### Task instructions
Find how many lines below hold "blurred", and give that number as the entire answer.

####################

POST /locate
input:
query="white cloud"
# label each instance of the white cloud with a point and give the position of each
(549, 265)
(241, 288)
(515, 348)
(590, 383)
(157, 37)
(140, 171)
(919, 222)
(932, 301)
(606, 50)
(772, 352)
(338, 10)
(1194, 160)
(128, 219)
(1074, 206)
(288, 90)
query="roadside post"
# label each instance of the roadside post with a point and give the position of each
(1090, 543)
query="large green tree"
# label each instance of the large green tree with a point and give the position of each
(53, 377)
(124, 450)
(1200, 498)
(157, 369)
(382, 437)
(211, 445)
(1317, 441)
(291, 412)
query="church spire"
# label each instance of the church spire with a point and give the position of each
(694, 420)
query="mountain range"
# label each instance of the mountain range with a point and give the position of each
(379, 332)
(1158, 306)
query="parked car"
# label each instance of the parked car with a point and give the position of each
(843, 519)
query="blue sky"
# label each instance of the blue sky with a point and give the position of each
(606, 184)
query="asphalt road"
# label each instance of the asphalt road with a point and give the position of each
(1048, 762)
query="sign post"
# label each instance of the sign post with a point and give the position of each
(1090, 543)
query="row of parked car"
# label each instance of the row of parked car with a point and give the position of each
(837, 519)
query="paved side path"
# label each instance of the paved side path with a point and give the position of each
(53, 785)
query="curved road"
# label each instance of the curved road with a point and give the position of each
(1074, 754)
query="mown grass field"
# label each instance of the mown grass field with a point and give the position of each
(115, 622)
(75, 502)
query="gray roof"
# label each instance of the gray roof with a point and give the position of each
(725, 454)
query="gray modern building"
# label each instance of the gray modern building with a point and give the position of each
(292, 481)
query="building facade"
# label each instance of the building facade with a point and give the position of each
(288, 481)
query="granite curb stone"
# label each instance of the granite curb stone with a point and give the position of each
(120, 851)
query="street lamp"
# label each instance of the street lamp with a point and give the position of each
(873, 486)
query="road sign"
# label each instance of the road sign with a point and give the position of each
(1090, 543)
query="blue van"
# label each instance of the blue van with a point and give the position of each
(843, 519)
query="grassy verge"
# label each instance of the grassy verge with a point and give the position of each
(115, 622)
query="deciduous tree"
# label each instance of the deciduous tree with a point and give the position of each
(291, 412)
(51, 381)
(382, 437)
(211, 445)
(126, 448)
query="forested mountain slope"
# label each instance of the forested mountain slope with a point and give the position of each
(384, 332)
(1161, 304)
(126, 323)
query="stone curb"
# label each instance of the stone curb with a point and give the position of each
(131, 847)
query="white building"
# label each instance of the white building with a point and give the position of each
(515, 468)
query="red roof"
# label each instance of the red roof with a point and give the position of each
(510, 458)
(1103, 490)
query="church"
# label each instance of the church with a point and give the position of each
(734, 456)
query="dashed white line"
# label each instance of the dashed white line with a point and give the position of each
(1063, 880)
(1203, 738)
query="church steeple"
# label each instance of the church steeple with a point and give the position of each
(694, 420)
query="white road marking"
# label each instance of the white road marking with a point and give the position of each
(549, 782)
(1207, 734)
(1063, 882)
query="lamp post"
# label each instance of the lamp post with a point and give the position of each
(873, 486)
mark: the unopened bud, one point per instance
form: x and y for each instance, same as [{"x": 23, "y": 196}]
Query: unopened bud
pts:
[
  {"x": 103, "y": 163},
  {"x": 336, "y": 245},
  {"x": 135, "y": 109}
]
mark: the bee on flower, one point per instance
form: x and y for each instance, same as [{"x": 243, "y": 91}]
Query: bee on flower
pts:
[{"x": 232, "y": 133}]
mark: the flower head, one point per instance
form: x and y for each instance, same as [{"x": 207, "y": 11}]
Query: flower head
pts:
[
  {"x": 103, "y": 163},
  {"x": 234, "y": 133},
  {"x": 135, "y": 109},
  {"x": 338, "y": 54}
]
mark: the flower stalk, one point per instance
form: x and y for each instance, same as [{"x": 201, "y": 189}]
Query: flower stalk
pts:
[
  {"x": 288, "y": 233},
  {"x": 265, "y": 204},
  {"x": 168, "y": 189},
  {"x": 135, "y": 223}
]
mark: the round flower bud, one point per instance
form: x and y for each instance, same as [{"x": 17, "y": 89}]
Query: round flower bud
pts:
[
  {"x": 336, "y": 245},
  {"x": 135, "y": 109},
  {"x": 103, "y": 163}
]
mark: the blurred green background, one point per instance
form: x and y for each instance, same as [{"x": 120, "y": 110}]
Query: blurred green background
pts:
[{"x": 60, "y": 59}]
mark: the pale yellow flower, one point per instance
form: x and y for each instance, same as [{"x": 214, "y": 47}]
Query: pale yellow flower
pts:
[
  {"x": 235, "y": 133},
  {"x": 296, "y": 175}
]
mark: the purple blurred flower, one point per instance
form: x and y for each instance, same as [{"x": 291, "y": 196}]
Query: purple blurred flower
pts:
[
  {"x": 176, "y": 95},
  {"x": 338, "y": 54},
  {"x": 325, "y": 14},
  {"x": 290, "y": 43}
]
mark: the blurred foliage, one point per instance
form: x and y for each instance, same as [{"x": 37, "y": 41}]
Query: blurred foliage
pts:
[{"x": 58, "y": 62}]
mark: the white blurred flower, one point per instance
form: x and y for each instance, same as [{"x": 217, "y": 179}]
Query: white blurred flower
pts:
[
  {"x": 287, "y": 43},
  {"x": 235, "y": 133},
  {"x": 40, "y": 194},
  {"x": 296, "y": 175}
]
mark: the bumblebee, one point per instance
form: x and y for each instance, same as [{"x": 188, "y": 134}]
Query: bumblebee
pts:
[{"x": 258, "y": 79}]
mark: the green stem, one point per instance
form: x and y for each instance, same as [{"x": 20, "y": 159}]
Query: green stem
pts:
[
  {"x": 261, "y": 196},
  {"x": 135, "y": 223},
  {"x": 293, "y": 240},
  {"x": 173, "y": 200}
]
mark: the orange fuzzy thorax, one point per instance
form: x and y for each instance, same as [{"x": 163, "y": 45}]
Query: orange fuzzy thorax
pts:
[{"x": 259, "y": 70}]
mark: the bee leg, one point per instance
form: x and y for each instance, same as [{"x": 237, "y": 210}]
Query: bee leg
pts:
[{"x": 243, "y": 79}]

####################

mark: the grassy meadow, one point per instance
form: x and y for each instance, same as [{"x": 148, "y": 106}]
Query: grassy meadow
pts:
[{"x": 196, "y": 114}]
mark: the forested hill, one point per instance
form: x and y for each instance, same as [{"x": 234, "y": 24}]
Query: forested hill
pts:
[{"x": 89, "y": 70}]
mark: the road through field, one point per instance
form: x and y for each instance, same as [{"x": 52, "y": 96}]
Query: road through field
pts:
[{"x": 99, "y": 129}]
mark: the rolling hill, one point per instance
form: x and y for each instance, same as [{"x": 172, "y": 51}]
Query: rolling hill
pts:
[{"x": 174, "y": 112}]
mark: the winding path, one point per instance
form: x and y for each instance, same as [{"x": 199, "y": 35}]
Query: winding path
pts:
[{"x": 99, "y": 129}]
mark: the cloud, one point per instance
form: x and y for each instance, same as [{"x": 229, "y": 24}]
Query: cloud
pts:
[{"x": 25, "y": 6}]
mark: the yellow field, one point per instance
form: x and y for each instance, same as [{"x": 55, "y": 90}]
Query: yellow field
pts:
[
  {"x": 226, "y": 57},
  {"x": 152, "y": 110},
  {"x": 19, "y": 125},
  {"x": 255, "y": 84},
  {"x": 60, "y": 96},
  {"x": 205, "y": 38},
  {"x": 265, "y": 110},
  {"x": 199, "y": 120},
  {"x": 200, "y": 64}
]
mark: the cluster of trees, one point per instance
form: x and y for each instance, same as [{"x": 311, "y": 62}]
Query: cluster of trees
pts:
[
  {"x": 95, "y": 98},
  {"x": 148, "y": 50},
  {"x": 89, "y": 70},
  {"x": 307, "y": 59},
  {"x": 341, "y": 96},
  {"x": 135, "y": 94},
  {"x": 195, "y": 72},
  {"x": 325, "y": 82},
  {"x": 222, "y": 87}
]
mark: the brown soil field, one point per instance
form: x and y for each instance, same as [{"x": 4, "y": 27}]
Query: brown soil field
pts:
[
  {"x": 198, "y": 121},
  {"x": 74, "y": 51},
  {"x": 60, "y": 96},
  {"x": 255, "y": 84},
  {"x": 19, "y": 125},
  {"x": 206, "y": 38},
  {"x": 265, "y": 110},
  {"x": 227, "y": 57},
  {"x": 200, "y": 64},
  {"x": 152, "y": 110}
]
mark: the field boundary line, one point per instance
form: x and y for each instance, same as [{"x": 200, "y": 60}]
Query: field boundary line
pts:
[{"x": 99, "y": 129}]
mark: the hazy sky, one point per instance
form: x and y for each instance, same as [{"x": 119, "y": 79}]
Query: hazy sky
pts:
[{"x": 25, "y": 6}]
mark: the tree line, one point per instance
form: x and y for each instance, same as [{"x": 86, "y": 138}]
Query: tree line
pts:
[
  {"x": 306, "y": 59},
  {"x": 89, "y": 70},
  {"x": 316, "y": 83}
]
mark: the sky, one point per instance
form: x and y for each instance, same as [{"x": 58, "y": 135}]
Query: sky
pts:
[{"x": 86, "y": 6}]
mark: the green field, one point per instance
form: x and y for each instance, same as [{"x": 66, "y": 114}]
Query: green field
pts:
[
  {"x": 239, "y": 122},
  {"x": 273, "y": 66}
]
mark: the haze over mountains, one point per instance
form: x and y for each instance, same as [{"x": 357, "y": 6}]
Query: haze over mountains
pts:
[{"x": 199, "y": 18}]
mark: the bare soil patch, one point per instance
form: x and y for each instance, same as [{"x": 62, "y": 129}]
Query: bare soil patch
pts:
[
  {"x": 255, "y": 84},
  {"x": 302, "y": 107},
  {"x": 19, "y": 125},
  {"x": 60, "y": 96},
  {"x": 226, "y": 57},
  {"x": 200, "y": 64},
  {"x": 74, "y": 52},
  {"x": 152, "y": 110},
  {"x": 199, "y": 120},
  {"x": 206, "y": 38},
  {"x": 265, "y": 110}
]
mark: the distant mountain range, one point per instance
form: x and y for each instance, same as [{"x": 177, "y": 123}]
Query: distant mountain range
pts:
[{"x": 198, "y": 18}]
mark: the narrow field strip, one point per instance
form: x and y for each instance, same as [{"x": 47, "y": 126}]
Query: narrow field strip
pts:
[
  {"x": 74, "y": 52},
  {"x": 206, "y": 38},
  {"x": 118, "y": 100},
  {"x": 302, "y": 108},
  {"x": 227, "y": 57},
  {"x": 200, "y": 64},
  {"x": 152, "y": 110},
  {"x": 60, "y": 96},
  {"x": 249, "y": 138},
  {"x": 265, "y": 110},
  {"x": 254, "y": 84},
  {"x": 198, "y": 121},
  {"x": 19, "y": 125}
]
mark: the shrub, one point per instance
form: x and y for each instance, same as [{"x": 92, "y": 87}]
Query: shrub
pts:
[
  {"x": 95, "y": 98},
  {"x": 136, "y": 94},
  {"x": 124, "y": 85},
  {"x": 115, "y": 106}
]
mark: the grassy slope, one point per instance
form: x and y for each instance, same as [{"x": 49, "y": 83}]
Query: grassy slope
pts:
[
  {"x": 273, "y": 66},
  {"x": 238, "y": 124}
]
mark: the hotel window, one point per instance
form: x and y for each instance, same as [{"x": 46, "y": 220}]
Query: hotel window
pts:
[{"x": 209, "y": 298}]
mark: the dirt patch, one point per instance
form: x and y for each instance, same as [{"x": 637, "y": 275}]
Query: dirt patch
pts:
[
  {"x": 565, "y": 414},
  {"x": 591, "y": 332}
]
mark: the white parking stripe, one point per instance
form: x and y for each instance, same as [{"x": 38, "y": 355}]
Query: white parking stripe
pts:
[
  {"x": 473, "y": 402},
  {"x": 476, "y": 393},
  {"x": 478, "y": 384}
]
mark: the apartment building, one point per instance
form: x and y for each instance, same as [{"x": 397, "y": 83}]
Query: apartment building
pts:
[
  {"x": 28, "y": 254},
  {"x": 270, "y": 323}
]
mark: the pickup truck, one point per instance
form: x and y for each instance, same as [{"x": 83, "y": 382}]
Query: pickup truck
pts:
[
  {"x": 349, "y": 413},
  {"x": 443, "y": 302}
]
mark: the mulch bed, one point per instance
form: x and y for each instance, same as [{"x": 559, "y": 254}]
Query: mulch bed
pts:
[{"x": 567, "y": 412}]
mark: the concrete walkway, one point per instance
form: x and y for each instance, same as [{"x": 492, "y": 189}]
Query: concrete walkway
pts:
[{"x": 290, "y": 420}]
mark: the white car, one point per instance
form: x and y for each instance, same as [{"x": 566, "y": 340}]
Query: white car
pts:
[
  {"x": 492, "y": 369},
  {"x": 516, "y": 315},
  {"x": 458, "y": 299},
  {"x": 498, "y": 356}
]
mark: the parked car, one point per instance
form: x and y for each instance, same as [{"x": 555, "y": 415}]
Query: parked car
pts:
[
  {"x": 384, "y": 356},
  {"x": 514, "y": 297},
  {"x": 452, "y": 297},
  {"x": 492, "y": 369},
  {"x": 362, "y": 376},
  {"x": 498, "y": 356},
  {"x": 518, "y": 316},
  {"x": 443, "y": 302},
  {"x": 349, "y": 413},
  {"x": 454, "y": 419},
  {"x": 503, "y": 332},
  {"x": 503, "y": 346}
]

####################

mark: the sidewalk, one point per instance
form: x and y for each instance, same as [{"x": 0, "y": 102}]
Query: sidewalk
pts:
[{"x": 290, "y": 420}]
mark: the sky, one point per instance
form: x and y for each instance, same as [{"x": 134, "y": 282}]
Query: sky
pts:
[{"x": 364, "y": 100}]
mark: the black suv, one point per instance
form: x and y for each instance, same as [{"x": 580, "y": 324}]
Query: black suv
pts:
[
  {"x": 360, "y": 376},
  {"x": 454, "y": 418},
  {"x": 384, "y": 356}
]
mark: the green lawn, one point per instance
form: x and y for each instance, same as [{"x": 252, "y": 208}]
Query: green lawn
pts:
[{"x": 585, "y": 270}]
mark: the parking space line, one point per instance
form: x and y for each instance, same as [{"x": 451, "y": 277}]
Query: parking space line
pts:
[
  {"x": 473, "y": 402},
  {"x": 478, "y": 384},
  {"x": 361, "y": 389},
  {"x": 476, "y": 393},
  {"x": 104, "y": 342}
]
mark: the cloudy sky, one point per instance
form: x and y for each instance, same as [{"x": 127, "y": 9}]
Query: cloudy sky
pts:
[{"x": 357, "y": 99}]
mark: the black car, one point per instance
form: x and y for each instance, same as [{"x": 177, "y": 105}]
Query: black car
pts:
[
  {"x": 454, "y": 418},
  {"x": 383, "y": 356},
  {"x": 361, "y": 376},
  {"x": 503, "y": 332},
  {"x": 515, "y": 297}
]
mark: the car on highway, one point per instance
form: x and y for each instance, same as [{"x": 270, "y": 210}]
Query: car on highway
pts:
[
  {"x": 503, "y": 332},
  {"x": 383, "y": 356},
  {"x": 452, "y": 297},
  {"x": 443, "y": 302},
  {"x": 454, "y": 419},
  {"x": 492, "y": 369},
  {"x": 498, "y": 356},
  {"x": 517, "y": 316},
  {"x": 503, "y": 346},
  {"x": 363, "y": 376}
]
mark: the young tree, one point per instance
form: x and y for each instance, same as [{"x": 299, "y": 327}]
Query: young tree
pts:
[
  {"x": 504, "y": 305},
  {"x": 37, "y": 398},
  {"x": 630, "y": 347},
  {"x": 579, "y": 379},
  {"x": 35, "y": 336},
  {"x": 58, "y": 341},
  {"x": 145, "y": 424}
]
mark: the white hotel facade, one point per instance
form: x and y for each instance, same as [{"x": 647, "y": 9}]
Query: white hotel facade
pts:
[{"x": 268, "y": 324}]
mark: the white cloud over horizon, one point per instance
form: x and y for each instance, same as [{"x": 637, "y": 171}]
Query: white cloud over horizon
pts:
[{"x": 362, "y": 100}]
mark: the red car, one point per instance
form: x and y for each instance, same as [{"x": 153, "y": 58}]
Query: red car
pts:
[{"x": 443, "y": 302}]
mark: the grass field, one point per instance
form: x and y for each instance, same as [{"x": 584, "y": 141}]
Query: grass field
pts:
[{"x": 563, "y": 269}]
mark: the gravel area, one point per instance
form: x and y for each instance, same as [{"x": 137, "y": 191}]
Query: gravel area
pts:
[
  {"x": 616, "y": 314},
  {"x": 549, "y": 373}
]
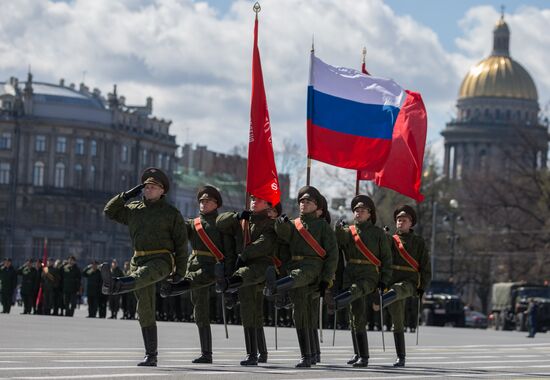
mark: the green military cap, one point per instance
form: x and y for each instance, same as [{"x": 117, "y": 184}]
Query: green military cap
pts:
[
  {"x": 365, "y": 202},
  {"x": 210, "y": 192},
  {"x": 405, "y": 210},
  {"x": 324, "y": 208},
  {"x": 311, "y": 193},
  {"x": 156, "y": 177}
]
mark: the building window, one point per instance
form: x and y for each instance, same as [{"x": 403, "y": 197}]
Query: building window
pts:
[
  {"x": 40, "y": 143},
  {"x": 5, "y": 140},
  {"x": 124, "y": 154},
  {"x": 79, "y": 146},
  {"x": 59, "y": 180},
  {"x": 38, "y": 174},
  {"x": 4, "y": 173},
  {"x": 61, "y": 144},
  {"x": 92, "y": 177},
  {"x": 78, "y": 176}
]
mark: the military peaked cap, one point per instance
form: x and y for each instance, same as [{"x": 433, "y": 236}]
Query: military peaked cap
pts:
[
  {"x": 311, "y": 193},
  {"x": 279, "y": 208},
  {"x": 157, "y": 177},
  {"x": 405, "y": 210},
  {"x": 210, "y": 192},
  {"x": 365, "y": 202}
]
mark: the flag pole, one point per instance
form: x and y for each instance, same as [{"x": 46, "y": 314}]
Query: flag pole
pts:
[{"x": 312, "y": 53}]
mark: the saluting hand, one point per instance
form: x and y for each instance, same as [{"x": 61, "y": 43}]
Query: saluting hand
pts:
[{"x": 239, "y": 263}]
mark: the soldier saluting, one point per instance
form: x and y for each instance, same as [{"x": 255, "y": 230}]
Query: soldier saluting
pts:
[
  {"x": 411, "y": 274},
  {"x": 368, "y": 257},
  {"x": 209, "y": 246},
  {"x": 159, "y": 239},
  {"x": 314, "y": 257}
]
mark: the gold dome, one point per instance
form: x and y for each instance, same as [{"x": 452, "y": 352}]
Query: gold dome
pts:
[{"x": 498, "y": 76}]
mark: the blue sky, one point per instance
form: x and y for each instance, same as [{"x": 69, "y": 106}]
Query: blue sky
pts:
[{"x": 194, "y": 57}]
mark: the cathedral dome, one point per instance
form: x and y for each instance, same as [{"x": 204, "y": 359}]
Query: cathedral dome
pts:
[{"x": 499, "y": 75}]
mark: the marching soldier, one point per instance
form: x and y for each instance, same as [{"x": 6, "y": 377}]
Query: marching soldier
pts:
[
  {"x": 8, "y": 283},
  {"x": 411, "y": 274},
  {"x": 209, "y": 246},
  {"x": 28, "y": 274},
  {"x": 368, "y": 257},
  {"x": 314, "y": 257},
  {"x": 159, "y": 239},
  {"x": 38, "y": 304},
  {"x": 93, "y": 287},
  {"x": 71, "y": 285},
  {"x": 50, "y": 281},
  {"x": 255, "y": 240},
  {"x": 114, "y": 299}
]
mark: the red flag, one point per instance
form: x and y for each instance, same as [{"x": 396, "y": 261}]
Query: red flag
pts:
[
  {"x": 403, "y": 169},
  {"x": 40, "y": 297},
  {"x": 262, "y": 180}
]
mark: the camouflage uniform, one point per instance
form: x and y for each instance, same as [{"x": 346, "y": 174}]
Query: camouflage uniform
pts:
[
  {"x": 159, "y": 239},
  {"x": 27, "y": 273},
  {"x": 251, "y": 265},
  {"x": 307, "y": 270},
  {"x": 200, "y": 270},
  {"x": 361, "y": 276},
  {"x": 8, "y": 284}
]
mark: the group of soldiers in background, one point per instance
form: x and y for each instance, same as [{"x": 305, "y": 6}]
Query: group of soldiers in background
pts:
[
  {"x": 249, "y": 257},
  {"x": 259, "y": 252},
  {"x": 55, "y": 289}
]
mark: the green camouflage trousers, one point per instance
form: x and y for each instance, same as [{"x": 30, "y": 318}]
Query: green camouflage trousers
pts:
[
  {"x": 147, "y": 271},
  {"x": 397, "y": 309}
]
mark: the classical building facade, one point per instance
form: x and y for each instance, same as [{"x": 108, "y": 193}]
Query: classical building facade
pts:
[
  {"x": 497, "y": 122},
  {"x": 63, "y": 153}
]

####################

### Answer to the problem
8